Exercise :: Please collect every line of the data below that contains the word "white", matching case exactly.

Data supplied ::
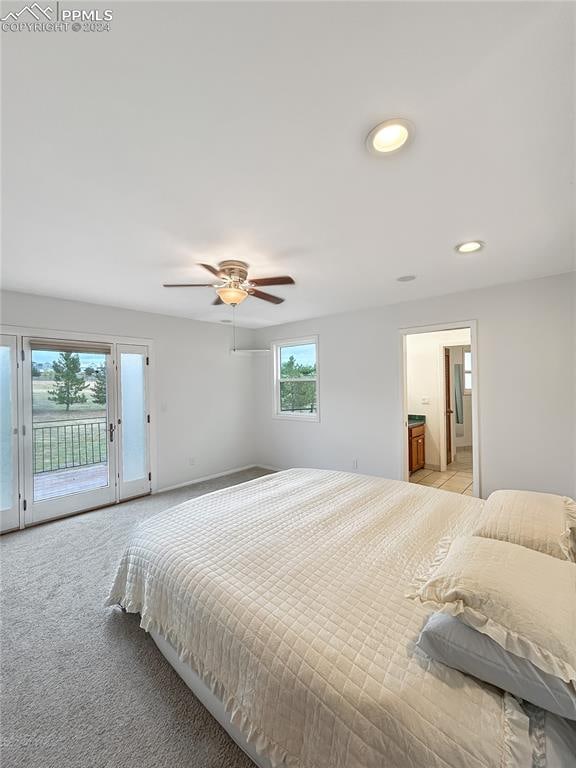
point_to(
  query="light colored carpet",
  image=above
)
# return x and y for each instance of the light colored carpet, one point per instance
(82, 685)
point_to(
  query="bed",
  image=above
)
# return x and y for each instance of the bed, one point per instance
(282, 603)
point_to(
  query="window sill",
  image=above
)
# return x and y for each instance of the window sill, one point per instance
(312, 418)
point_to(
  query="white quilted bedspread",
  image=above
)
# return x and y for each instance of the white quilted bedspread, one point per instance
(287, 596)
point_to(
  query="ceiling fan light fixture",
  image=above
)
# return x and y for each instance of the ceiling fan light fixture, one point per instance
(231, 294)
(388, 136)
(470, 246)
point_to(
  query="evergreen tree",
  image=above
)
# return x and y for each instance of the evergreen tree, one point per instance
(99, 386)
(69, 381)
(299, 395)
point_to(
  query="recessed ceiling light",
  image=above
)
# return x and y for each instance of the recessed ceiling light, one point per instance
(388, 136)
(470, 246)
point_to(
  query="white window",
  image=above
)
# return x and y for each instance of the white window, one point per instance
(468, 371)
(296, 379)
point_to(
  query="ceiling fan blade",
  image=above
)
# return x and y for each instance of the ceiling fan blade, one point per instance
(210, 268)
(282, 280)
(266, 297)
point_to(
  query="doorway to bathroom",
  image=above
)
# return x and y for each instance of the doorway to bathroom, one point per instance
(440, 407)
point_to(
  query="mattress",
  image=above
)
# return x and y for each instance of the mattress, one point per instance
(286, 597)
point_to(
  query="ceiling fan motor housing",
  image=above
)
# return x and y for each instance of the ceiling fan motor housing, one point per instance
(236, 270)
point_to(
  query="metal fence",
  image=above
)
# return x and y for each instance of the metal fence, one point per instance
(73, 444)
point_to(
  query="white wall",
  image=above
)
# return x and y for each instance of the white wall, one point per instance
(526, 386)
(203, 395)
(425, 381)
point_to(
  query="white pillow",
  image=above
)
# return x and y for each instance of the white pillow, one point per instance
(542, 521)
(522, 599)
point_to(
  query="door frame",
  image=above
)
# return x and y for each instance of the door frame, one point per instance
(21, 331)
(12, 341)
(71, 503)
(472, 325)
(134, 488)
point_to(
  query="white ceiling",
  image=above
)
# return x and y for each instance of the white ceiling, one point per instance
(197, 132)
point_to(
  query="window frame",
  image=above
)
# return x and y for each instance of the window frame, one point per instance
(277, 346)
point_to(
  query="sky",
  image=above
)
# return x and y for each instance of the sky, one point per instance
(305, 354)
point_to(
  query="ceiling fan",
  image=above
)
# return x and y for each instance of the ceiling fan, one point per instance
(234, 284)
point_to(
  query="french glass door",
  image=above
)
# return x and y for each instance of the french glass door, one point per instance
(74, 427)
(9, 432)
(69, 419)
(133, 421)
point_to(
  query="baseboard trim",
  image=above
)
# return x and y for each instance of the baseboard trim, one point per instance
(207, 477)
(270, 467)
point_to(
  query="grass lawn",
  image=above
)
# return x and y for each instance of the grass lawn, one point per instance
(64, 438)
(44, 409)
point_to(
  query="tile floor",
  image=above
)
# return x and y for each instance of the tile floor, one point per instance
(457, 478)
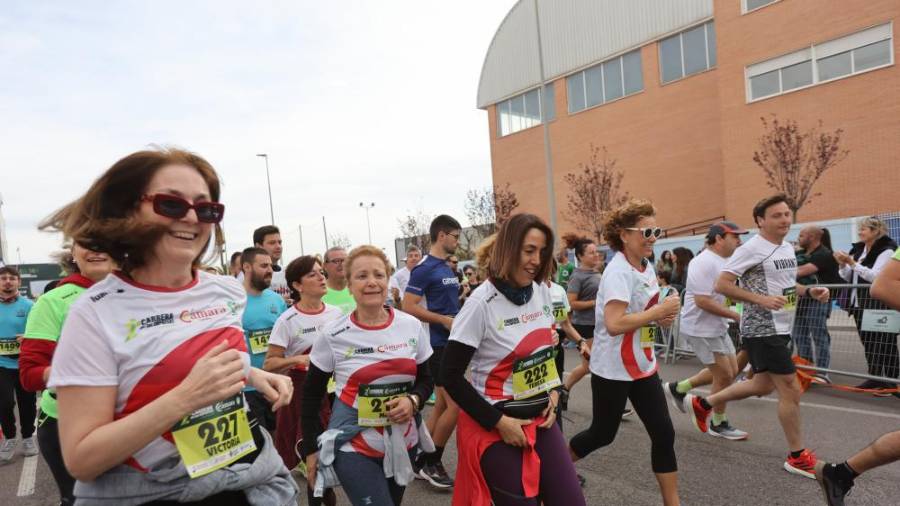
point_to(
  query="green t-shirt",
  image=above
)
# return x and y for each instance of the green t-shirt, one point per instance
(564, 273)
(45, 322)
(341, 299)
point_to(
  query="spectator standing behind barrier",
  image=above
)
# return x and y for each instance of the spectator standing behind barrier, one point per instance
(866, 259)
(837, 479)
(815, 265)
(683, 257)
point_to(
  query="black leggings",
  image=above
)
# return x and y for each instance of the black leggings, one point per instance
(649, 402)
(48, 443)
(11, 394)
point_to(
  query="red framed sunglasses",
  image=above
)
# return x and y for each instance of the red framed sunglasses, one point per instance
(175, 207)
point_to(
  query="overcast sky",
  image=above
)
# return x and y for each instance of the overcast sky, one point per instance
(365, 100)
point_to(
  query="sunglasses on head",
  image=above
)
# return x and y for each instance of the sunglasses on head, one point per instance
(647, 233)
(175, 207)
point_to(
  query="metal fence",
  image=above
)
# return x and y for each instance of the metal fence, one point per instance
(851, 337)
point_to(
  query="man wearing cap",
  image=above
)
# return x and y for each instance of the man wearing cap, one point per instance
(704, 323)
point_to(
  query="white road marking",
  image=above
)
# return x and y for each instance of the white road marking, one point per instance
(29, 472)
(823, 406)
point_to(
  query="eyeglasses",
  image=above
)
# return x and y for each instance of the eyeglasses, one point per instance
(647, 233)
(172, 206)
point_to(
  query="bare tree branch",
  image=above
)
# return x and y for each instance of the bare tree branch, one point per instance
(793, 160)
(594, 191)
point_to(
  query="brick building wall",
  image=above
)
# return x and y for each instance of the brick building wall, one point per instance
(688, 145)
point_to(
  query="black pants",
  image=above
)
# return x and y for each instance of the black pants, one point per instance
(48, 443)
(12, 393)
(882, 354)
(649, 402)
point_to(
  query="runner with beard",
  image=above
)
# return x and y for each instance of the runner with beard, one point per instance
(268, 237)
(263, 308)
(41, 338)
(436, 283)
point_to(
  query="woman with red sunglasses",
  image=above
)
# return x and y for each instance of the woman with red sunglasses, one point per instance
(152, 361)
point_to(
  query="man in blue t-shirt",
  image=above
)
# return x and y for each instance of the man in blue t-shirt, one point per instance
(13, 314)
(434, 282)
(263, 308)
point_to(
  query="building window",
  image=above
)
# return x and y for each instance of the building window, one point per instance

Answer to this problem ::
  query="white quilted bedspread",
# return x and y for each instance of the white quilted bedspread, one point per instance
  query="white window",
# return x and y for each instance of the white window, one point per instance
  query="white wall",
# return x and y for each instance of the white wall, one point per instance
  query="white pillow",
# return x and y for each instance of the white pillow, one point per instance
  query="white ceiling",
# return x and y for each instance of the white ceiling, one point per instance
  query="white road marking",
# return x and y for each instance of the white road marking, one point per instance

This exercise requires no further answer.